== TASK DESCRIPTION ==
This task calls for copying every line in the data below that contains the word "find".

[Stored data entries]

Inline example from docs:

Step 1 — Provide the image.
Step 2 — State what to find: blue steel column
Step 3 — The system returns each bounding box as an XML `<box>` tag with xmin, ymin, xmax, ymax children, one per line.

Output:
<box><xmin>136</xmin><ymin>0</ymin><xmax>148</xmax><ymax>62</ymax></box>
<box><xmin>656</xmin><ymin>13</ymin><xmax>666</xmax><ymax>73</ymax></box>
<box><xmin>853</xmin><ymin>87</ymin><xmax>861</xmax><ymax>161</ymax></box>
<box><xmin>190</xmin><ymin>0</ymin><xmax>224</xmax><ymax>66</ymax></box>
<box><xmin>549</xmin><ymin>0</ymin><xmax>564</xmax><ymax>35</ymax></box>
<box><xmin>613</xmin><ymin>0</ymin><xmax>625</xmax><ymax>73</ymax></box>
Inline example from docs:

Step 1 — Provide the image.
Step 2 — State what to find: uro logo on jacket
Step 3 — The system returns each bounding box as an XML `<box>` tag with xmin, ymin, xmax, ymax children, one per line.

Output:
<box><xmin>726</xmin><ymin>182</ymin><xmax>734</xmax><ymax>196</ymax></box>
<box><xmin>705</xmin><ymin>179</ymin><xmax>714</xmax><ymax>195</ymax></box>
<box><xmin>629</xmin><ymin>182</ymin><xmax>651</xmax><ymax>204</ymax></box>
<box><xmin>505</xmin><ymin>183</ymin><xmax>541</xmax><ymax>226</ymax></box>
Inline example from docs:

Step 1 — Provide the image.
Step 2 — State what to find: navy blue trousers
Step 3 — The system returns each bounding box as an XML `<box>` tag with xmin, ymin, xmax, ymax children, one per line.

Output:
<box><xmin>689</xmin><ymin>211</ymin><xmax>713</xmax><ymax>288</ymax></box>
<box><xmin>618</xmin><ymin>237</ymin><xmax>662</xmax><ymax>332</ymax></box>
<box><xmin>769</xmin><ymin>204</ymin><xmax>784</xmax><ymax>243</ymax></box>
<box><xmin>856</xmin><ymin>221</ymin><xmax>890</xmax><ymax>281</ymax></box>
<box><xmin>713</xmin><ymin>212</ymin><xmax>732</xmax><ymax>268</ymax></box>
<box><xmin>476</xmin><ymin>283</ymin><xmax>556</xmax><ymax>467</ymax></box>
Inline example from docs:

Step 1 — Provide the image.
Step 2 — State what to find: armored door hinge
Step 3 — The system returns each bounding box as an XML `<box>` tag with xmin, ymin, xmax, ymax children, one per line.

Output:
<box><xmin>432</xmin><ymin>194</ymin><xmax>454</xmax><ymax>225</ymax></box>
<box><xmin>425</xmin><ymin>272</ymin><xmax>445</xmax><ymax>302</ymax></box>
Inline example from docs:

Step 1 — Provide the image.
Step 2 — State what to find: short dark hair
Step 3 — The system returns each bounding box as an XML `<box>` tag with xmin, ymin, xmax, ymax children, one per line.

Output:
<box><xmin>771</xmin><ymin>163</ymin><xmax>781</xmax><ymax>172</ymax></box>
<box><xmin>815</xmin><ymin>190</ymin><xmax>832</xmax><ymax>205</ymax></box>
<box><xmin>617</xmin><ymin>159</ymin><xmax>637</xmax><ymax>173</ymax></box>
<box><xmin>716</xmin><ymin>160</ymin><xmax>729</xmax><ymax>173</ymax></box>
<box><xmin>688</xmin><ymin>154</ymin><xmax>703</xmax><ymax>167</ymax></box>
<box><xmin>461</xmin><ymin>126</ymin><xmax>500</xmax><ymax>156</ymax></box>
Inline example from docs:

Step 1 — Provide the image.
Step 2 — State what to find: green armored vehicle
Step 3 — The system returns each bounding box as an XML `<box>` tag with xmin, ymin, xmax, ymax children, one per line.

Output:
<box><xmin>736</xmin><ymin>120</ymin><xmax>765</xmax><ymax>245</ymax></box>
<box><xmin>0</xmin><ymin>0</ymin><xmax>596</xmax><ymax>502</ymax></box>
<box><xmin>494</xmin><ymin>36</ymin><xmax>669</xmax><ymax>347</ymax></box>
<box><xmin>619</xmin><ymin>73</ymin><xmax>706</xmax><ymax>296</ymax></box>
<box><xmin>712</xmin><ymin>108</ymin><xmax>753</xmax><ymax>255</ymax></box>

== EXERCISE SOLUTION ==
Step 2 — State what to find: blue steel column
Step 2 — State what to find: uro logo on jacket
Step 2 — State what to find: navy blue trousers
Step 2 — State what to find: armored door hinge
Step 2 — State what to find: short dark hair
Step 2 — State what to find: green armored vehicle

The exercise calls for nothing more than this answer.